━━━ Exercise inputs

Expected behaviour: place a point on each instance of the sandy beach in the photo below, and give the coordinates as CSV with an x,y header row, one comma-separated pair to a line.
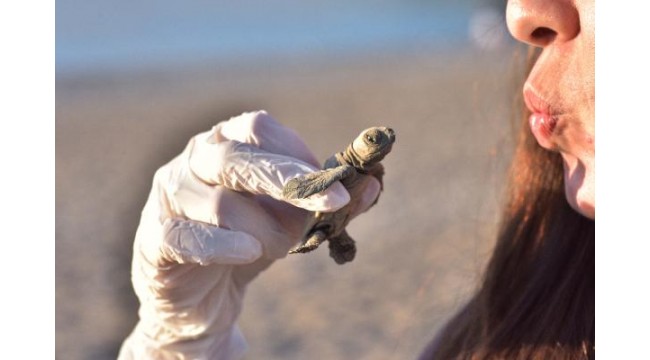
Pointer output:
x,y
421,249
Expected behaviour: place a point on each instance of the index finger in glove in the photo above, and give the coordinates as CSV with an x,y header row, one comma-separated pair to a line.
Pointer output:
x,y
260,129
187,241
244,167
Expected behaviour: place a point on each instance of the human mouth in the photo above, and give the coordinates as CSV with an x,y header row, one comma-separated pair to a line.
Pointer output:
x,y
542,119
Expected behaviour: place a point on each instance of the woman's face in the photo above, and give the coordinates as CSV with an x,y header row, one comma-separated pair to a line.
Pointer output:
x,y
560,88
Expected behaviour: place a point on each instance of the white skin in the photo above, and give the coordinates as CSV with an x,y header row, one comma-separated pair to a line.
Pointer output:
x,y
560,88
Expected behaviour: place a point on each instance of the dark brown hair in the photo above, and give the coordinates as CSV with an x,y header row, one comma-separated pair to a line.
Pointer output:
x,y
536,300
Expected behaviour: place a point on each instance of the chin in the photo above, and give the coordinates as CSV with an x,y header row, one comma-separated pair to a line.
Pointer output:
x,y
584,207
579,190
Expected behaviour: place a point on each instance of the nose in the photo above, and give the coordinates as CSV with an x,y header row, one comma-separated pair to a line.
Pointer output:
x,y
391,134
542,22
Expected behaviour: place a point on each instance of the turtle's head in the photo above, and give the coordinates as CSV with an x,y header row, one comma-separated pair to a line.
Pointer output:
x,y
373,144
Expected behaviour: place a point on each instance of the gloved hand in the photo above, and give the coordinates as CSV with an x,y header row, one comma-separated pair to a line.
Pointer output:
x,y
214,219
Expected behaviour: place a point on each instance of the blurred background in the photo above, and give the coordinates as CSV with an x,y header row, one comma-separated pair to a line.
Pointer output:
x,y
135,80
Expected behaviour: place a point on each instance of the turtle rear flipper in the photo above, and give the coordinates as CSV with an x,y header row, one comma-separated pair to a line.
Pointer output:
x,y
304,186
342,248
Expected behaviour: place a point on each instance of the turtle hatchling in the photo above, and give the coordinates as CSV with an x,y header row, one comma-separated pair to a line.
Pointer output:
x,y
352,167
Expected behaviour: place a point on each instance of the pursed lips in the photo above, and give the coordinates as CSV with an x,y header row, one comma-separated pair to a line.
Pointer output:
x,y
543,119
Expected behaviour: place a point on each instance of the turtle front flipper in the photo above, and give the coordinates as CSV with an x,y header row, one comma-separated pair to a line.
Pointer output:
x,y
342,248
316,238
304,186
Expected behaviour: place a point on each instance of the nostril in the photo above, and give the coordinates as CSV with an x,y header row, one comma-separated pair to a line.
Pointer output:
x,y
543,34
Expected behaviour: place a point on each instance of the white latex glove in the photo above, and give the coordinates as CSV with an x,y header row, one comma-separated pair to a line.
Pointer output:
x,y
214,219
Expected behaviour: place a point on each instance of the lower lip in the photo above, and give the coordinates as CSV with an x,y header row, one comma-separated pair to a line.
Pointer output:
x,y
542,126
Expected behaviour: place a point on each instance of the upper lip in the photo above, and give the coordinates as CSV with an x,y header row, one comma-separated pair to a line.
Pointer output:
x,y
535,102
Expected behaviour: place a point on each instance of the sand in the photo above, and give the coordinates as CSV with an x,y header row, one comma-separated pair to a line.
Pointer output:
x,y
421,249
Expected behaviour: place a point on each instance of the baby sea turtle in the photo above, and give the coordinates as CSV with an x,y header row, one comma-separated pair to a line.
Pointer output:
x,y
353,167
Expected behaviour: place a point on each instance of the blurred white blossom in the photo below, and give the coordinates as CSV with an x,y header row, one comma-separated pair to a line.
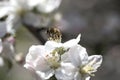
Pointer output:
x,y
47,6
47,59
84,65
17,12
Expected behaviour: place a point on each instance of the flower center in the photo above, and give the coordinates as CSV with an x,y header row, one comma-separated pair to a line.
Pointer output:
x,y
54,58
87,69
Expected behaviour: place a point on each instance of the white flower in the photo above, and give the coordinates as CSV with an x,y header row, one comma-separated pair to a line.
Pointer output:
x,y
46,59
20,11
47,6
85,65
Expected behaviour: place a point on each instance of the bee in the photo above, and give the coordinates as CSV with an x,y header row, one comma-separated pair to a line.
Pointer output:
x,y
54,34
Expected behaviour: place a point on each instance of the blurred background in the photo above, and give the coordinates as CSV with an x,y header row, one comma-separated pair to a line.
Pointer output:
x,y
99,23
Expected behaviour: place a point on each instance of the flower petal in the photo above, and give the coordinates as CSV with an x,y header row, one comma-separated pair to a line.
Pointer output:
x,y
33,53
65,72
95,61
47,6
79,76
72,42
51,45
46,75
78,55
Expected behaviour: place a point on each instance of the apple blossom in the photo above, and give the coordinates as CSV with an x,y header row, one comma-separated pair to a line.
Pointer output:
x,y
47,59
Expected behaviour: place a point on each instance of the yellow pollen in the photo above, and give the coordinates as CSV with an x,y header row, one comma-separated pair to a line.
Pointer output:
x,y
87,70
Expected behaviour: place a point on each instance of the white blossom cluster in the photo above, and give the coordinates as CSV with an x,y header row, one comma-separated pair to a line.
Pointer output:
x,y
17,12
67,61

━━━━━━

- [What the task asks] Write out the whole listing again, exactly, with no pictures.

- [Solution to the problem]
Expected behaviour: place a point on each instance of the sandy beach in the photo below, and give the coordinates as CSV with an x,y header row, one comma-separated pair to a line.
Pointer output:
x,y
421,249
Expected behaviour: place a point on each instance of the index finger in glove in the photo above, and give the coordinates as CSV with an x,y header row, one comma-separated pair to a line.
Pointer output:
x,y
260,129
187,241
244,167
Expected behaviour: place a point on each instance of the human mouth in the photo above, and give the coordinates as CSV with an x,y header row, one comma-separated pair to a line.
Pointer output:
x,y
542,119
Expected behaviour: place a point on each instance of the woman's face in the photo above, and give the coordinates as CSV with an x,y header row, one comma-separated pair to a line.
Pointer output:
x,y
560,88
Expected behaviour: place a point on each instance of the white skin in the photo above, and give the coordinates as CSV with an x,y header row, one comma-separated pair to a line.
Pointer output:
x,y
560,88
Expected behaviour: place a point on each instance of the dark brown hair in the photo above, and give the coordinates as CSV with an x,y header row, one comma-separated pair to a line.
Pointer output:
x,y
536,300
Expected behaviour: place a point on each instance of the chin in the photo above, and give the coordinates as CSV with an x,y header row, one comma-separated pair to a line.
Pointer output:
x,y
584,207
579,190
Expected behaviour: place a point on each instance of the nose in the photo above, and give the coordinates as CSV with an x,y header row, one comma-separated pair to a line.
Pointer output:
x,y
391,134
542,22
Expected behaviour: place a point on each instance of the turtle's head in the photo above, and give the coordinates as CSV with an x,y header row, one comma-separated pair to a line.
Pointer output:
x,y
373,144
Expected behaviour: place a point on each instance of the gloved hand in the photo above, and give the coordinates as CSV with an x,y header row, one comma-separated pair to a line.
Pointer output:
x,y
214,219
Expected behaviour: place a point on each instance of the blurred background in the photo above, and give the coordinates as CSV with an x,y header row, one comma-separated pair to a line.
Pointer output:
x,y
135,80
Expected behaviour: place a point on each instance of the turtle rear flipper in the photo above, and give the coordinates as CSV with an x,y header row, one comma-separated pair to a line.
Pointer output:
x,y
304,186
342,248
Expected behaviour: place a point on each instance of the turtle hatchling in the photo above, and give the coordinates as CSV with an x,y header row, one comma-separated pair to a line.
Pointer output:
x,y
352,167
Expected behaviour: place a point on each instance of the pursed lips in the photo above, and give the coordinates as CSV with an x,y header row, one comma-separated pair to a line.
Pointer output:
x,y
543,119
Expected behaviour: place a point on each instance of the turtle front flipper in the photo above, and give the coordinates as CSV with an x,y header row, one comma-separated pair to a line.
Pointer output:
x,y
342,248
316,238
304,186
Expected behaviour: place a point on each instance of the nostril in the photo above, and give the coordinates as CSV with an x,y header row, one comma-separated pair to a line.
Pointer output:
x,y
543,34
Expected behaviour: place a point on each instance of the white latex glove in the photo above, and give the coordinates as CSV with an x,y header row, one comma-separated pair to a line.
Pointer output:
x,y
214,219
Expected behaviour: place a point on each instance of the lower lip in the photo above, and give the coordinates as CSV with an x,y header row, one comma-separated pair to a line.
Pointer output:
x,y
542,126
Expected behaviour: place a point on each instance of the upper lip in the photo above, and give the coordinates as CSV with an x,y header row, one comma-separated pair to a line.
Pointer output:
x,y
535,102
Expected behaviour: place a point on each instance of the sand in the photo above, and give the coordinates as CSV with an x,y header row, one comma-separated pair to a line.
Pointer output:
x,y
421,249
Expected behaviour: place a point on each instance of the baby sea turtle in the photo above, and give the coordinates as CSV with an x,y header row, one comma-separated pair to a line.
Pointer output:
x,y
353,167
Expected behaviour: place a point on each instance of the blurred white blossom in the photo below, and give the coordinates as CSV with an x,y header row, one comma-separated pair to a line.
Pointer output:
x,y
47,6
47,59
84,65
17,12
Expected behaviour: place a point on each instance of the flower center in the photo above, and give the coordinates as CSV with an x,y header row, one comma-separated pair to a line.
Pointer output:
x,y
54,58
87,69
Expected behaviour: place a point on each instance of the white flower in the photo above, and give the coordinates as CSV with an x,y header row, one comma-separated pair to a line.
Pointer output:
x,y
46,59
20,11
47,6
85,65
Expected behaviour: place a point on each instance of the bee in the photo above, and give the coordinates as CSV with an x,y header row, one comma-separated pair to a line.
Pointer output:
x,y
54,34
Expected behaviour: place a point on each instance of the blurred background in the photo above, and give the coordinates as CSV with an x,y header row, one comma-separated pair to a line.
Pointer output:
x,y
99,23
Expected behaviour: place a point on each instance of the flower petal in the photo above, and give the coordinates as CSV with an x,y header row, one comma-separated pair to a line.
Pointer output:
x,y
33,53
65,72
95,61
47,6
79,76
72,42
51,45
46,75
78,55
Expected behaviour: place a point on each instance of the apple blossom in the photo above, and give the coordinates as CSV with an x,y header row, one comma-separated pair to a line.
Pointer output:
x,y
47,59
Expected behaviour: place a point on each instance of the yellow pollen in the photo above, and give the coordinates as CSV with an x,y header row, one comma-separated pair to a line.
Pointer output:
x,y
87,70
Expected behaviour: place a point on each instance of the white blossom cluster in the photo above, and give the coordinates as CSV with an x,y header row, one comma-separated pair to a line.
Pointer output:
x,y
17,12
67,61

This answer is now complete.